### [EXERCISE DETAILS]
Lines with "green" in the records below: say how many there are, and add nothing.

LISTED ENTRIES below:

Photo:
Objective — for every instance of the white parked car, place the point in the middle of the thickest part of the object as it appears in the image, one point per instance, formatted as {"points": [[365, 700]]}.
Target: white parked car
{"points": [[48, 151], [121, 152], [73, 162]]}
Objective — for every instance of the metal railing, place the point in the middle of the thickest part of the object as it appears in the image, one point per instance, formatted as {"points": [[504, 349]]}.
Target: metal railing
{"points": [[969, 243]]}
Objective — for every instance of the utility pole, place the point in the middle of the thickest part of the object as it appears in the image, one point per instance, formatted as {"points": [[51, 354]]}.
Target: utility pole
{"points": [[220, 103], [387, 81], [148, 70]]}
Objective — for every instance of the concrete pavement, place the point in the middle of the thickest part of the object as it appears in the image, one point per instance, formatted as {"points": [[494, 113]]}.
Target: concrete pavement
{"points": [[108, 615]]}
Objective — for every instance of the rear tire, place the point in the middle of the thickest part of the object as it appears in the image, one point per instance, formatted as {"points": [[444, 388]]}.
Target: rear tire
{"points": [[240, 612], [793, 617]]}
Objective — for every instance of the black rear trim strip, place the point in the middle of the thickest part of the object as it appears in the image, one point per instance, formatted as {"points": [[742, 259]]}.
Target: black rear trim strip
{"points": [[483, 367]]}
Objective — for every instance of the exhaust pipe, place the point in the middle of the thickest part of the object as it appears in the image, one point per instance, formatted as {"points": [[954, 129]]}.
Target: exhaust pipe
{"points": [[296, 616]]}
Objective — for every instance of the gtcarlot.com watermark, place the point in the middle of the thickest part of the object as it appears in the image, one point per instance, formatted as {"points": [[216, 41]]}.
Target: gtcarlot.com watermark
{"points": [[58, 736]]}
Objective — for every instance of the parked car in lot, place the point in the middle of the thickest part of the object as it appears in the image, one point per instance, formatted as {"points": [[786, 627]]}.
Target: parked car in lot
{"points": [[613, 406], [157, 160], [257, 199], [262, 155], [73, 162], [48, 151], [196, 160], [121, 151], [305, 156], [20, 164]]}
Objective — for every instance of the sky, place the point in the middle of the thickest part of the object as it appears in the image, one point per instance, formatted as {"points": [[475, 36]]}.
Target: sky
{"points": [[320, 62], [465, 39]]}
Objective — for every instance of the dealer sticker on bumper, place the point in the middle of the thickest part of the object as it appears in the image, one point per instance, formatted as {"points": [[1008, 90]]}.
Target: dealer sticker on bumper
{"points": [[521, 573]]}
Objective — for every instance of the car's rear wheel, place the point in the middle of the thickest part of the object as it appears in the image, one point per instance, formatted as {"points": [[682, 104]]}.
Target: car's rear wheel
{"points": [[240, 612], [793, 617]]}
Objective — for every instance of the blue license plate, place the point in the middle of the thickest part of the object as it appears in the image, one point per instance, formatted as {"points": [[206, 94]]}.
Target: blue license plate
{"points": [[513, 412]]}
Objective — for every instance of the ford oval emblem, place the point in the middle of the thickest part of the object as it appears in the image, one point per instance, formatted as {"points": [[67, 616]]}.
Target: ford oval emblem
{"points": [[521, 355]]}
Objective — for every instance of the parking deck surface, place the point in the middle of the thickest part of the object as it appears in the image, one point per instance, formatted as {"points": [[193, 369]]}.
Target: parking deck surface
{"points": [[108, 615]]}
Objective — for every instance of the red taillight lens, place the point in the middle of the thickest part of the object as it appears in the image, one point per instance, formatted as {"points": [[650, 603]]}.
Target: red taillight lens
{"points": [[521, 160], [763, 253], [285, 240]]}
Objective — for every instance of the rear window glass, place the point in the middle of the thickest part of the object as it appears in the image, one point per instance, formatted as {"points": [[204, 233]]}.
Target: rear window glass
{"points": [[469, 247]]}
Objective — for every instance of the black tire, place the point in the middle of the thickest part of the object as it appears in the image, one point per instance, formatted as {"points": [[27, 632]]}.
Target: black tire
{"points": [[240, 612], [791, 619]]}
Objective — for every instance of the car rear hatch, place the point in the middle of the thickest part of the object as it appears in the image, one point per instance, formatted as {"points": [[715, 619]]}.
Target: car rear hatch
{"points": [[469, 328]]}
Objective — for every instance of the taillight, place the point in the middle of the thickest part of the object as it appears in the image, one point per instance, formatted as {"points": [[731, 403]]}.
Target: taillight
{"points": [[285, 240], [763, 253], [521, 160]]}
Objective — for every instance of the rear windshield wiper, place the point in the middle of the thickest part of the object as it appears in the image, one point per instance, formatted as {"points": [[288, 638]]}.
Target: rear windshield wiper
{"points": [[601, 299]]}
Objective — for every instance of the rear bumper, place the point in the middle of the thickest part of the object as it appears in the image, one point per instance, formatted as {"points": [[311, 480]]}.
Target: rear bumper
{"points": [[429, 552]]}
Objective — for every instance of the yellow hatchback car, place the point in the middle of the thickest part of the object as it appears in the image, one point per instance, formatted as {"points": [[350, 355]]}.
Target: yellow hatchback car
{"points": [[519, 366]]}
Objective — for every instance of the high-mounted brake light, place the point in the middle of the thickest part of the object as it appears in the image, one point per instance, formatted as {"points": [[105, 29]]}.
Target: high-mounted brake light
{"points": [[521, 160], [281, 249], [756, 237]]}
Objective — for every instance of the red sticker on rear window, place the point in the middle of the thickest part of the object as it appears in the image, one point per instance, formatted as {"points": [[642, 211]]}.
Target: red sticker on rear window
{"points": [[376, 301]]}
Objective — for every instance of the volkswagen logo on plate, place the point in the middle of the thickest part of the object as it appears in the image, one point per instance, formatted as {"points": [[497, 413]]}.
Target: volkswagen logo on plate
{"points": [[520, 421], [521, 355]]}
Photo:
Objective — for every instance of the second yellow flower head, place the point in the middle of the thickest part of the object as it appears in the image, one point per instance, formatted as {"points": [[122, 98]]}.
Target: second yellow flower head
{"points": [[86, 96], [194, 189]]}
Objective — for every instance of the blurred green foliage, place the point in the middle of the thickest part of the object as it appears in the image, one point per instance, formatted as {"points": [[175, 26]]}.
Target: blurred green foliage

End of LISTED ENTRIES.

### [FINISHED EXERCISE]
2